*Requirement*: According to the excerpt below about Clinton and Trump, what percentage of women's votes did Trump win in 2016?

Clinton didn't play that game. During the campaign debates, she played rope-a-dope with Trump's need to dominate, poking him, then stepping back and smiling calmly while he blustered and flailed. She got Trump to reveal his essential misogynistic nature — he was so mad after the first debate that he launched a series of tweets calling a former Miss Universe "disgusting" — while she plugged away with a wonk's command of facts, figures, and plans. It was the kind of performance familiar to many professional women who have spent their careers getting stuff done competently while letting the dudes around them strut and bloviate.
It worked. Polling showed she won all three debates.
Trump is still a misogynist. Just a few months ago he called Stormy Daniels a "horseface." And he'll still be a misogynist in 2020. That means his problems with female voters are probably going to grow: He won just 41 percent of women's votes in 2016, and polling since then suggests he's lost a substantial portion of that support — and there's probably a real limit to the number of angry white men he can get to replace women in his coalition.

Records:
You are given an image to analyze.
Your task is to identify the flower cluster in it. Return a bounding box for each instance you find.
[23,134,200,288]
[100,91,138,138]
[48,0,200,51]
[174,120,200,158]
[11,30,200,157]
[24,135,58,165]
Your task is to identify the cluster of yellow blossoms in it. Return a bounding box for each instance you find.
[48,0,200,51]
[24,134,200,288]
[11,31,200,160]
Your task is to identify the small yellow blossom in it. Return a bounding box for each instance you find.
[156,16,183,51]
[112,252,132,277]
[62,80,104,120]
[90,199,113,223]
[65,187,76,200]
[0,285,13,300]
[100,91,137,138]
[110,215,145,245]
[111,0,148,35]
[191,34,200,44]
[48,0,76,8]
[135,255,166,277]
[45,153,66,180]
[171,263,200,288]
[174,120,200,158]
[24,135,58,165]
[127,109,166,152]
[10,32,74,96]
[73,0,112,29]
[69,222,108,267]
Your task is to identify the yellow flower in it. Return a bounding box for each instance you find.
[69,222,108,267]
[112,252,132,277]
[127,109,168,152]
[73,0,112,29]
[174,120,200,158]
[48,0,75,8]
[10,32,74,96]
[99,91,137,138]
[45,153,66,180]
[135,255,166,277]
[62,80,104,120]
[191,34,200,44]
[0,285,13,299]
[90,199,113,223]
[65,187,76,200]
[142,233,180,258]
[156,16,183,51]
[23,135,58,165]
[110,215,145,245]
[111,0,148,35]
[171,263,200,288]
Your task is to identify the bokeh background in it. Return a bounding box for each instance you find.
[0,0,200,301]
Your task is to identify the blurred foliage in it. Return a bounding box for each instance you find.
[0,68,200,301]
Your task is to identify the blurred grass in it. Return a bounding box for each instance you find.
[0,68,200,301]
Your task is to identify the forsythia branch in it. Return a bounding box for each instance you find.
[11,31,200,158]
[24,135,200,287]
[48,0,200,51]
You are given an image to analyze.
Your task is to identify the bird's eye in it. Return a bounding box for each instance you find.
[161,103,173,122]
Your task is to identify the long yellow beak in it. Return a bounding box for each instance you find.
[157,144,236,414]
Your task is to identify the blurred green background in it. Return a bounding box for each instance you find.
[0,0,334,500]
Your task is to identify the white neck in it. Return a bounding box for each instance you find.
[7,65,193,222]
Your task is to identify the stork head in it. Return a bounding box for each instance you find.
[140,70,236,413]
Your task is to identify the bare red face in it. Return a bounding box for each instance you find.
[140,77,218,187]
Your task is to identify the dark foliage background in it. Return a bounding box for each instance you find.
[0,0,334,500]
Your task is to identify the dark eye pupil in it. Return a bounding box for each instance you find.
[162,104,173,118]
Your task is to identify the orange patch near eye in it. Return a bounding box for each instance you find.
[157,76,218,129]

*Exercise answer*: 41 percent